* [Extract provided]
NEED HELP ON INFRARED LED ARRAY circuit! =(

Discussion in 'The Projects Forum' started by MrWingDings, Jan 26, 2010.

  1. MrWingDings

    Thread Starter New Member

    Jan 26, 2010
    3
    0
    Hello everyone,

    I am working on an infrared LED array and just simply have exhausted ideas on how to fix this problem. This is my second time at this and still have not found out the answer. Here are my specs.

    I have a 9 Volt battery independent source... The positive terminal is then connected to six (6) 940nm wavelength IR LED's then to six(6) one-hundred ohm (100Ω) resistors in parallel then connected to the negative terminal.

    Here is my schematic:

    (+)---->|-->|-->|-->|-->|-->|---|(17.5Ω)|----(Ground (-))

    Here are the spec's to the IR LED's:
    -forward voltage: (1.3 volts)
    -forward current: (100mA)

    I am using 18 gauge wire (AWG rated)

    Here are the spec's to the resistors:
    -100 ohms (Ω)
    -1/2 watt power
    -5% dissipation tolerance

    I have used this website for the corect schematic/wiring diagram but do not know if this is wrong due to it possibly being only for regular LED's:
    -http://led.linear1.org/led.wiz-

    I am using my cell phone camera to test out the array and it picks up 940nm wavelength because I tested it on the Wii's IR sensor bar. (The project I am making this for is correlated to the Wii). Am I not getting the wiring right? (I also used a bread board).

* [Data listing]
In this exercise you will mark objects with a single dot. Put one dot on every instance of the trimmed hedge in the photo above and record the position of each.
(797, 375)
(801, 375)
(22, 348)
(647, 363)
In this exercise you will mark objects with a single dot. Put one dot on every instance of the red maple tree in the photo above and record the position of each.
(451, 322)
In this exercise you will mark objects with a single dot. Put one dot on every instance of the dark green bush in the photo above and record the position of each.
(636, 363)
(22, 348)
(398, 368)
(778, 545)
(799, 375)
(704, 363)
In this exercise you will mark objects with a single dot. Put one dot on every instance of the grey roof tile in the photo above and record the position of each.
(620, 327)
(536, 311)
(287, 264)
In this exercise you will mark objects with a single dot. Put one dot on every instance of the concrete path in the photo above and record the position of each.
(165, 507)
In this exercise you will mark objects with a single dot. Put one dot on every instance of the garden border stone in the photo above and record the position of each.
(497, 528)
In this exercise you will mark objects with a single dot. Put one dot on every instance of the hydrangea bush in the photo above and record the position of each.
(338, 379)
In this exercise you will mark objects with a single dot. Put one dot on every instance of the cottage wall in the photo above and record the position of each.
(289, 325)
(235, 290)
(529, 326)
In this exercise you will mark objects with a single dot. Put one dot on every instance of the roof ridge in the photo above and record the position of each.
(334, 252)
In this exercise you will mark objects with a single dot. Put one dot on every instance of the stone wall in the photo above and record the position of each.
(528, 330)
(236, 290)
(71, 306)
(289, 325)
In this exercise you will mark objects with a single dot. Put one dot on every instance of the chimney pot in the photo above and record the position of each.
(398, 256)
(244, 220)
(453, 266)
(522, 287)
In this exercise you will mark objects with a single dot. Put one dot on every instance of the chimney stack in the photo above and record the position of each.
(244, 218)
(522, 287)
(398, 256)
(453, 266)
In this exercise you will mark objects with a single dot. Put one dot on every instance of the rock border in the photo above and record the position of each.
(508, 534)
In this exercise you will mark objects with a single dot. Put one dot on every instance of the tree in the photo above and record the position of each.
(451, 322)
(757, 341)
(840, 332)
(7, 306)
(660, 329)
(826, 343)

* [Tasks for this exercise]
1. Identify each line in the listing that contains the word "border" and copy those lines.
2. Please continue the forum post about the infrared LED array circuit, picking up after its final sentence.

* [Solved problems]
1.
In this exercise you will mark objects with a single dot. Put one dot on every instance of the garden border stone in the photo above and record the position of each.
In this exercise you will mark objects with a single dot. Put one dot on every instance of the rock border in the photo above and record the position of each.

2.
    PLEASE...if I'm doing this wrong correct me because I am a mechanical engineer and I dislike circuits to a great extent.
     
  2. SgtWookie

    Expert

    Jul 17, 2007
    22,182
    1,728
    You wrote:
    "I have a 9 Volt battery independent source"...
    Is that a typical 9v "transistor" battery?

    You may not be aware of this, but those little batteries have a high internal resistance, and a low mAh rating compared to other available batteries.

    Fresh off the shelf with a 24mA load current, you might measure around 8.6v at the terminals. Industrial 9v batteries have an extra internal cell, so they'll measure higher by about 1.5v.

    Basically, your current limiting resistor is calculated by:
    Rlimit >= (Vsupply - Vf_LED_total) / Desired_Current
    So, if your IR LEDs are rated for 1.3v @ 100mA, and you have a rock-solid 9v regulated supply:
    Rlimit >= (9 - (6*1.3))/0.1 = (9-7.8)/.1 = 1.2/.1 = 12 Ohms

    As your battery becomes discharged, it's internal resistance increases. This will happen fairly rapidly with a heavy load like 100mA, particularly a 9v "transistor" battery. A rechargeable NiCD or NiMH will have a rating of 150mAh, but this is when discharged at a 20-hour rate, or 7.5mA. When your load is significantly higher, your battery life becomes much shorter. You'd be lucky to get 20 minutes' use with that kind of load.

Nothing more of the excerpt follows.